• **Assignment**: Each line from the one containing "# tag every instance of the orange" to the end of the listing below must be retyped exactly, with no line left out and none added.

>>>

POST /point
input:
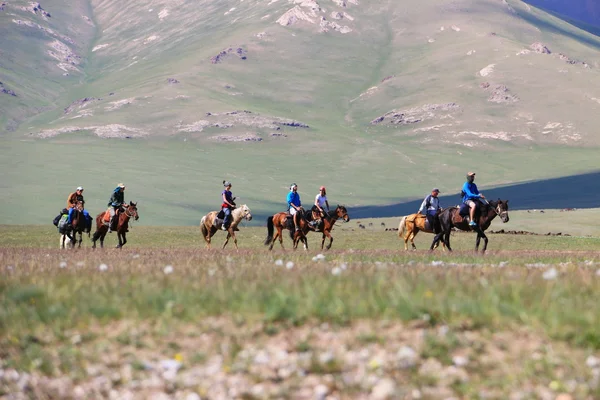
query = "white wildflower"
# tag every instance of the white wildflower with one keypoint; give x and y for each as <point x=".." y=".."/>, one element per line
<point x="592" y="362"/>
<point x="319" y="257"/>
<point x="550" y="274"/>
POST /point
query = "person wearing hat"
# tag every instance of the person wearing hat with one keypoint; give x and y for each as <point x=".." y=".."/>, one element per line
<point x="116" y="203"/>
<point x="294" y="204"/>
<point x="471" y="196"/>
<point x="75" y="198"/>
<point x="430" y="208"/>
<point x="317" y="209"/>
<point x="227" y="205"/>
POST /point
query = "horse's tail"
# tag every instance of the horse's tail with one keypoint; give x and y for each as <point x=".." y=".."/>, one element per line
<point x="203" y="227"/>
<point x="402" y="227"/>
<point x="270" y="230"/>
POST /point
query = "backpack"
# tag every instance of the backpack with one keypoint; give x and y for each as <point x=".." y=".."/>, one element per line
<point x="63" y="224"/>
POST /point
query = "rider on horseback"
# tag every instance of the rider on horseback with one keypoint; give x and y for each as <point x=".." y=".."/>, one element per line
<point x="471" y="196"/>
<point x="430" y="207"/>
<point x="115" y="204"/>
<point x="294" y="205"/>
<point x="317" y="209"/>
<point x="228" y="204"/>
<point x="75" y="197"/>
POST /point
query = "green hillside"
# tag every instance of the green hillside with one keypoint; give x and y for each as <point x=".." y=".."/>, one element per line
<point x="379" y="101"/>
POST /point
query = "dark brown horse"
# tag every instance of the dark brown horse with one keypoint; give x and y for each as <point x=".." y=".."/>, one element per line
<point x="450" y="218"/>
<point x="77" y="226"/>
<point x="279" y="222"/>
<point x="325" y="226"/>
<point x="122" y="226"/>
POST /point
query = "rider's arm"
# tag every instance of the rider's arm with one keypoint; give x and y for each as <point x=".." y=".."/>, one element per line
<point x="422" y="209"/>
<point x="469" y="193"/>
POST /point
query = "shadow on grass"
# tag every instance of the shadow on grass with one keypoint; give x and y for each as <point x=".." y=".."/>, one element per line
<point x="576" y="191"/>
<point x="568" y="13"/>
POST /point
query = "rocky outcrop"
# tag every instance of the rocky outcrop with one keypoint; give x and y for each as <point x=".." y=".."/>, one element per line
<point x="240" y="52"/>
<point x="540" y="48"/>
<point x="416" y="114"/>
<point x="233" y="119"/>
<point x="7" y="91"/>
<point x="499" y="93"/>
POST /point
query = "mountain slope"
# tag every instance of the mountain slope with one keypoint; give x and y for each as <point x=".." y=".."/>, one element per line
<point x="378" y="100"/>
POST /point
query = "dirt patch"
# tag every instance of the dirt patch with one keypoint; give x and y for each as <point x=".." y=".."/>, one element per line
<point x="540" y="48"/>
<point x="112" y="131"/>
<point x="223" y="54"/>
<point x="417" y="114"/>
<point x="81" y="103"/>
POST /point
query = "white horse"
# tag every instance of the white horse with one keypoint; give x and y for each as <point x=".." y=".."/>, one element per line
<point x="208" y="227"/>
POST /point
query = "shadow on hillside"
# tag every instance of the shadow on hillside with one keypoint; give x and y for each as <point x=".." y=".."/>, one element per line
<point x="577" y="191"/>
<point x="545" y="26"/>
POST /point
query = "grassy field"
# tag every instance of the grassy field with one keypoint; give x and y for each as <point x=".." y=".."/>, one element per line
<point x="166" y="317"/>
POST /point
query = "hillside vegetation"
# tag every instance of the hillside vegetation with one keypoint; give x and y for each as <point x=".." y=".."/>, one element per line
<point x="378" y="100"/>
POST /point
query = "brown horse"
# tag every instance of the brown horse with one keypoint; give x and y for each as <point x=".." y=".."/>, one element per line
<point x="325" y="226"/>
<point x="209" y="228"/>
<point x="279" y="221"/>
<point x="122" y="225"/>
<point x="451" y="218"/>
<point x="410" y="225"/>
<point x="77" y="226"/>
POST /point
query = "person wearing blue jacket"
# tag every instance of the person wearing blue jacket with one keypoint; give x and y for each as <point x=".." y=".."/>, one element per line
<point x="471" y="196"/>
<point x="116" y="202"/>
<point x="294" y="204"/>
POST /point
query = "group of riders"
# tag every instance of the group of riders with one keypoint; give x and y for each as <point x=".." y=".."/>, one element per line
<point x="430" y="207"/>
<point x="116" y="204"/>
<point x="294" y="206"/>
<point x="470" y="198"/>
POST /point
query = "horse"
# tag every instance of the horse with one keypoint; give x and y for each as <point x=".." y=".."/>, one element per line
<point x="280" y="222"/>
<point x="77" y="226"/>
<point x="208" y="227"/>
<point x="410" y="225"/>
<point x="324" y="227"/>
<point x="450" y="218"/>
<point x="122" y="225"/>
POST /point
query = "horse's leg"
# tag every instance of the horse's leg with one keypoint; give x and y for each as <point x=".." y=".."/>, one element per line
<point x="328" y="234"/>
<point x="485" y="240"/>
<point x="227" y="239"/>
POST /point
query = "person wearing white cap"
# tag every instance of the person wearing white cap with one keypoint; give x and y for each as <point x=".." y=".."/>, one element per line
<point x="294" y="204"/>
<point x="318" y="208"/>
<point x="75" y="198"/>
<point x="430" y="208"/>
<point x="471" y="196"/>
<point x="116" y="202"/>
<point x="227" y="205"/>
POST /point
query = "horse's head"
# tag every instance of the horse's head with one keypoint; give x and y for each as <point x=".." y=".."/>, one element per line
<point x="132" y="211"/>
<point x="342" y="213"/>
<point x="246" y="212"/>
<point x="502" y="210"/>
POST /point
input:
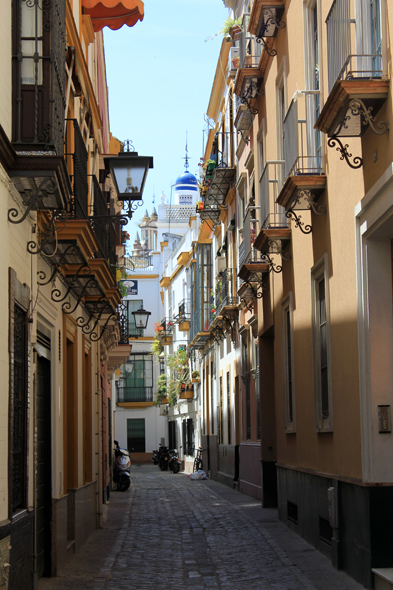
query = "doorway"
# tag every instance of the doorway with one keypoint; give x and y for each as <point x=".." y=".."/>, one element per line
<point x="44" y="483"/>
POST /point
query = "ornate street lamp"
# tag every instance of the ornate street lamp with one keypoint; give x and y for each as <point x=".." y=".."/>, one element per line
<point x="129" y="173"/>
<point x="129" y="367"/>
<point x="161" y="358"/>
<point x="141" y="317"/>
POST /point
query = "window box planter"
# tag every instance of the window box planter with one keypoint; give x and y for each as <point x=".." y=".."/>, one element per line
<point x="235" y="32"/>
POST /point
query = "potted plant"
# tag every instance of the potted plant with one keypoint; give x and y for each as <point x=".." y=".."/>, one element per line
<point x="195" y="377"/>
<point x="235" y="62"/>
<point x="162" y="392"/>
<point x="179" y="374"/>
<point x="231" y="26"/>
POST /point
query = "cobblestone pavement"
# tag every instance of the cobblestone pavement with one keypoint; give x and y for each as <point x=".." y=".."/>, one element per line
<point x="170" y="533"/>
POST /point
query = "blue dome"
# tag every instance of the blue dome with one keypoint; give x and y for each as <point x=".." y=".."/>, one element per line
<point x="187" y="179"/>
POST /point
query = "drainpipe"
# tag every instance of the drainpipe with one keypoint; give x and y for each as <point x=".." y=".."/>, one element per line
<point x="99" y="440"/>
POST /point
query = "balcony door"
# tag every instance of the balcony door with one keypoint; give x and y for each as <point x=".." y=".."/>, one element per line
<point x="369" y="38"/>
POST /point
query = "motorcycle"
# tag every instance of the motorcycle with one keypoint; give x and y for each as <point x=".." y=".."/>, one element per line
<point x="122" y="468"/>
<point x="155" y="457"/>
<point x="174" y="461"/>
<point x="163" y="458"/>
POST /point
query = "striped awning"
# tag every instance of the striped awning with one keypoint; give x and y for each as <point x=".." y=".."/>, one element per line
<point x="113" y="13"/>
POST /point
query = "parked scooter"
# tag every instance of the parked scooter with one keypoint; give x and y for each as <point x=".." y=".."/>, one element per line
<point x="156" y="456"/>
<point x="121" y="472"/>
<point x="174" y="461"/>
<point x="163" y="458"/>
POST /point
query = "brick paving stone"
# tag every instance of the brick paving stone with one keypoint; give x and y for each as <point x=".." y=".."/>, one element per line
<point x="170" y="533"/>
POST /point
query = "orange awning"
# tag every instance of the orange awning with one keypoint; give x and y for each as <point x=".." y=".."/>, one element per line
<point x="113" y="13"/>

<<<

• **Solution to the exercise**:
# tag every instance of the orange awning with one keypoint; give x and y for each as <point x=".." y=".."/>, one element per line
<point x="113" y="13"/>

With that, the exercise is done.